Task prompt >> Rewrite the listing below as a JSON list of strings with one string per line, omitting blank lines and leaving out the pictures.

Dataset records >>
╔══

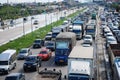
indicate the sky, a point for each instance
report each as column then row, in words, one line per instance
column 21, row 1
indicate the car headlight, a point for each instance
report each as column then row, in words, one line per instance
column 24, row 65
column 34, row 64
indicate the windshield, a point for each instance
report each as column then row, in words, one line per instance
column 37, row 41
column 50, row 44
column 3, row 62
column 62, row 52
column 30, row 58
column 111, row 39
column 11, row 78
column 43, row 52
column 90, row 30
column 23, row 51
column 62, row 45
column 87, row 37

╚══

Solution below >>
[
  "indicate the sky, a point for each instance",
  "report each as column then row, in words, one line per instance",
  "column 21, row 1",
  "indicate the car headlight, a point for each instance",
  "report each as column then row, in words, one line per instance",
  "column 24, row 65",
  "column 34, row 64",
  "indicate the windshield, a point for each instance",
  "report each as column then row, in words, one line per instance",
  "column 37, row 41",
  "column 50, row 44",
  "column 3, row 62",
  "column 62, row 52",
  "column 30, row 58",
  "column 111, row 39",
  "column 11, row 78",
  "column 43, row 52",
  "column 90, row 30",
  "column 23, row 51",
  "column 62, row 45",
  "column 87, row 37"
]